* Tasks
**A)** Print the passage of the book review starting with "At some point" and going on through "to epic failure?".
**B)** According to the book review, what is the worst thing that happens to him?
**C)** Using the book review, decide whether each statement agrees with it. Answer yes or no for each, and quote the words that decide it. (i) He succeeds in mastering "Anji." (ii) The gig is played to a half-empty room. (iii) He suffers from calluses on his fingertips.

START Source document

At some point someone gives him one of John Entwhistle's suits ("it could have been made for me") and Sky Saxon asks him to join The Seeds. He travels to America to find the blues and finds it. Double thumbs up, Will.
His twin missions are mastering Davey Graham's notoriously tricky "Anji" (he does) and appearing on stage, playing guitar with his own band within six months of picking a guitar up (he does). Is it a disaster? Is his hubristic attempt to better himself/achieve a goal/look cool in public/meet all his idols doomed to epic failure?
No.
He plays the gig. It goes really well. Afterwards everyone thinks he's great (it's a capacity crowd in that London). They buy him drinks, and all the girls think he's well fit. His wife loves him. That's the end. There's no pain in this book. He doesn't even seem to suffer from calluses on his finger tips. The worst thing that happens is he sits in some dog poo on Hampstead Heath. He learns guitar, pals round with celebs, everyone likes him and gives him free stuff, and he achieves his aims. He even presents himself as the cool one in the band: his guitarist is a boring, passive aggressive drip, the bass player a moronic red flag waving thug*.
Now.

END Source document
START Source information

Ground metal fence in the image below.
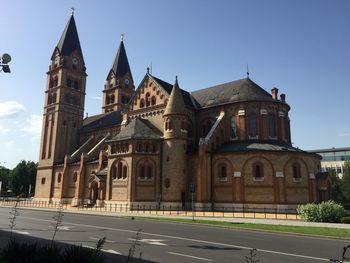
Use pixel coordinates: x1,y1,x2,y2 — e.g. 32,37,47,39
0,199,299,220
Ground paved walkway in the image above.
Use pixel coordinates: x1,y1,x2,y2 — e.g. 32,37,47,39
3,207,350,229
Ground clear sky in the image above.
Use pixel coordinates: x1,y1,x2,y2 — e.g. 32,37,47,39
0,0,350,168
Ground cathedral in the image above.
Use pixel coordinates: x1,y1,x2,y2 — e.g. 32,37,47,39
35,14,329,207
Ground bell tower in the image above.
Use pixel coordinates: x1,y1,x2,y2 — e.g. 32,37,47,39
39,13,87,167
102,35,135,113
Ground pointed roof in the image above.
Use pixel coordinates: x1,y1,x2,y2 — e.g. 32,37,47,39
111,37,131,77
191,78,273,108
56,14,83,56
164,76,186,115
109,118,162,141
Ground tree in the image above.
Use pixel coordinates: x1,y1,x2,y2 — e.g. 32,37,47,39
11,160,37,195
0,166,11,196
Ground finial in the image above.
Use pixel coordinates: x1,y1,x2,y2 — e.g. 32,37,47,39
247,64,249,79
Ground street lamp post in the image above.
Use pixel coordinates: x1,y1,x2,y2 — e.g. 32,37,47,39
0,53,11,73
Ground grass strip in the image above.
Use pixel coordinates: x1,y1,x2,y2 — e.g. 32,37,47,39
136,216,350,240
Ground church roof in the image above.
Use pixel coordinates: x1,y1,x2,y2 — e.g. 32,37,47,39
109,118,162,141
151,75,199,109
82,111,123,132
111,39,131,77
217,140,305,152
191,78,273,108
57,15,83,56
164,77,186,115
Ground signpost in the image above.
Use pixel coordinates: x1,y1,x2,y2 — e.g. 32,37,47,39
190,182,196,221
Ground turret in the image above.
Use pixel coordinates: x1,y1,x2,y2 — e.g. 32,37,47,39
102,35,135,113
162,77,188,205
39,14,87,166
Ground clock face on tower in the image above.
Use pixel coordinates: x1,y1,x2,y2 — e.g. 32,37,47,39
72,57,79,66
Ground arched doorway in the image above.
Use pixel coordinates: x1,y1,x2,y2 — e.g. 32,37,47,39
90,181,98,204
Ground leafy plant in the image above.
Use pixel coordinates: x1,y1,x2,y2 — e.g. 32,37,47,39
245,248,260,263
329,245,350,263
126,229,142,263
51,203,64,246
9,199,19,239
298,200,346,223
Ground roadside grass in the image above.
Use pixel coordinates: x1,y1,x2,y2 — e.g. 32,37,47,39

END Source information

* Solutions per task
**A)**
At some point someone gives him one of John Entwhistle's suits ("it could have been made for me") and Sky Saxon asks him to join The Seeds. He travels to America to find the blues and finds it. Double thumbs up, Will.
His twin missions are mastering Davey Graham's notoriously tricky "Anji" (he does) and appearing on stage, playing guitar with his own band within six months of picking a guitar up (he does). Is it a disaster? Is his hubristic attempt to better himself/achieve a goal/look cool in public/meet all his idols doomed to epic failure?

**B)** He sits in some dog poo on Hampstead Heath.

**C)**
(i) Yes: "mastering Davey Graham's notoriously tricky "Anji" (he does)"
(ii) No: "it's a capacity crowd in that London"
(iii) No: "He doesn't even seem to suffer from calluses on his finger tips."